Esercizio
Nel brano su Nestor Makhno, che fine hanno fatto i ricordi personali messi per iscritto alla vigilia della guerra?

Brano di riferimento

..............................

Ricordi su Nestor Makhno, da: “The Lie We Die”. (it/fr)

 

photo Nestor Makhno

Ida Mett [1]

 

Alla vigilia della guerra, ho posto sulla carta i miei ricordi personali su Makhno così come l’ho conosciuto nel periodo di Parigi. Questi ricordi sono andati persi durante la guerra. Ora, avendo letto ciò che a questo soggetto ha scritto Volin nel suo libro sulla rivoluzione russa, mi deciso di scrivere di nuovo questi brevi ricordi nell’interesse della verità storica.

Evidentemente si sarebbe dovuto conoscere Makhno durante l’epoca della sua “grandezza” laggiù, in Ucraina, per dare il suo ritratto completo. Ma in realtà, come sapere, quando si presentava sotto la sua reale luce – durante il periodo della sua gloria pan-ucraina o a Parigi in quanto emigrato povero in un paese straniero. Penso che la storia ha bisogno innanzitutto di verità, e giustamente, questa verità di un periodo della sua vita, cercherò di esporla.

..............................

Materiale fornito
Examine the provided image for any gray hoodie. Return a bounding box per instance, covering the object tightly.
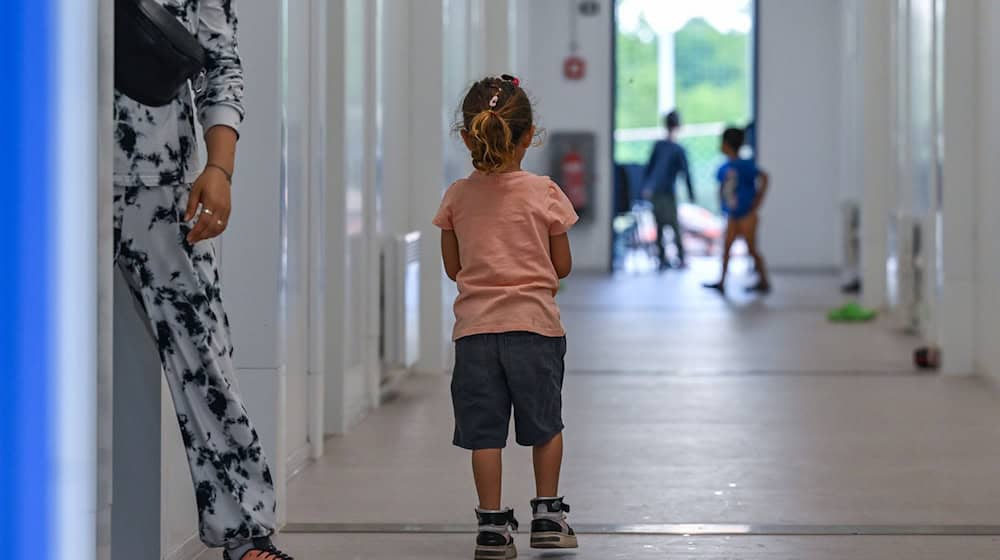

..............................

Soluzione
Sono andati persi durante la guerra.